Records from a data collection
---
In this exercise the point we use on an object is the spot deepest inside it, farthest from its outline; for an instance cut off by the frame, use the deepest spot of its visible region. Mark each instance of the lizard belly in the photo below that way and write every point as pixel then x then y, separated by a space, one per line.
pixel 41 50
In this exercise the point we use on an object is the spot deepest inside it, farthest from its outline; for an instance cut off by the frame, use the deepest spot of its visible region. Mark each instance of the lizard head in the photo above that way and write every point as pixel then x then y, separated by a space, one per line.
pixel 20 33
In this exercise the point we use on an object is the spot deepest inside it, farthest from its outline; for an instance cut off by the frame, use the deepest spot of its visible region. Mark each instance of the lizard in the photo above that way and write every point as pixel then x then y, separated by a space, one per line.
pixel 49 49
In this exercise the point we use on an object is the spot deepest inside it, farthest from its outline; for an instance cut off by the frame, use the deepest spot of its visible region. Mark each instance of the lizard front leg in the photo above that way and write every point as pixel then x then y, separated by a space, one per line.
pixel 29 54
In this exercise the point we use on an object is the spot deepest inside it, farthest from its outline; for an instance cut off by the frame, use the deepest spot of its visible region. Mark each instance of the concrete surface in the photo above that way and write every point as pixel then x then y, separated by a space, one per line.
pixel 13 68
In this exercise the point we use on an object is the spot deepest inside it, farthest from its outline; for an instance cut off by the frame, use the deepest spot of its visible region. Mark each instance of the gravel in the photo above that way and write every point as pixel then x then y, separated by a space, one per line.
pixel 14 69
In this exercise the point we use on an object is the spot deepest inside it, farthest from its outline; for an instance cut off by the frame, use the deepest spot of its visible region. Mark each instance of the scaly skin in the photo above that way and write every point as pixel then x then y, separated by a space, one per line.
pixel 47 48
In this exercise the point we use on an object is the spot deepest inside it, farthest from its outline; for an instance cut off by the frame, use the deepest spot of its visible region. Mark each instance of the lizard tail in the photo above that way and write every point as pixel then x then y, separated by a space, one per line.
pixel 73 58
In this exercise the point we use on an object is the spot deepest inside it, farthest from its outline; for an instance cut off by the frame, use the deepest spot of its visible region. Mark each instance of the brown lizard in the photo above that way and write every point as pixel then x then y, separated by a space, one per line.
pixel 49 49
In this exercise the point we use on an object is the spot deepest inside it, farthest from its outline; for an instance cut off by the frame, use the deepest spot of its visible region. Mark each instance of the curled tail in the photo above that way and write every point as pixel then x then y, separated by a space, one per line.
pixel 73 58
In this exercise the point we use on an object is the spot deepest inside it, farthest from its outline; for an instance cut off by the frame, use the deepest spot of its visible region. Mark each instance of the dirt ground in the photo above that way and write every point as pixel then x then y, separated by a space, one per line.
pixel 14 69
---
TRY IT: Print the records above once again, exactly as written.

RESPONSE:
In this exercise the point we use on an object is the spot deepest inside it, farthest from its outline; for an instance cut off by the frame, use the deepest spot of its visible region. Mark each instance of the lizard belly in the photo below that way and write every point as pixel then x then y, separated by a space, one per line.
pixel 41 50
In this exercise the point we use on an object is the spot deepest inside it, farthest from its outline; for an instance cut off by the frame, use the deepest spot of its visible region. Mark each instance of the lizard head in the photo above that way and write every point as pixel then x then y, separated by a space, one per line.
pixel 20 33
In this exercise the point we use on an object is the spot deepest inside it, farthest from its outline; for an instance cut off by the frame, use the deepest spot of its visible region. Mark each instance of the lizard in the photo above that way and write every point as pixel then x then y, separated by a space, one per line.
pixel 49 49
In this exercise the point we use on an object is the spot deepest inside it, farthest from its outline; for an instance cut off by the frame, use the deepest spot of its visible region. Mark each instance of the lizard front leg in the photo above that way and write every point as pixel then x then y, separated by a space, one per line.
pixel 29 54
In this exercise the point we use on an object is the spot deepest inside it, farthest from its outline; for an instance cut off by the frame, use the deepest spot of its visible region. Mark each instance of the concrete surface in the photo above that way and write every point as pixel then x then y, separated by a space, one per line.
pixel 13 68
In this exercise the point we use on an object is the spot deepest inside it, farthest from its outline; for an instance cut off by the frame, use the deepest spot of its visible region. Mark each instance of the gravel in the photo above that way and write every point as pixel then x then y, separated by a space, one per line.
pixel 14 69
In this exercise the point we use on an object is the spot deepest inside it, farthest from its outline; for an instance cut off by the frame, use the deepest spot of its visible region. Mark each instance of the scaly skin in the photo above that way and write every point as pixel then x then y, separated by a space, one per line.
pixel 47 48
In this exercise the point we use on an object is the spot deepest inside it, farthest from its outline; for an instance cut off by the frame, use the deepest spot of its visible region. Mark each instance of the lizard tail in the photo above that way and write every point as pixel then x then y, separated by a space, one per line.
pixel 73 58
In this exercise the point we use on an object is the spot deepest inside it, farthest from its outline; for an instance cut off by the frame, use the deepest spot of its visible region. Mark each instance of the brown lizard in the photo above that way and write every point as pixel then x then y, separated by a space, one per line.
pixel 49 49
In this exercise the point we use on an object is the spot deepest inside it, farthest from its outline; for an instance cut off by the frame, use the deepest spot of its visible region. Mark each instance of the curled tail in the photo above that way and write every point as pixel then x then y, separated by a space, one per line.
pixel 73 58
In this exercise the point we use on an object is the spot deepest inside it, farthest from its outline; for an instance cut off by the frame, use the deepest spot of its visible region. Mark each instance of the dirt ground in the photo above that way and write every point as pixel then x then y, separated by a space, one per line.
pixel 14 69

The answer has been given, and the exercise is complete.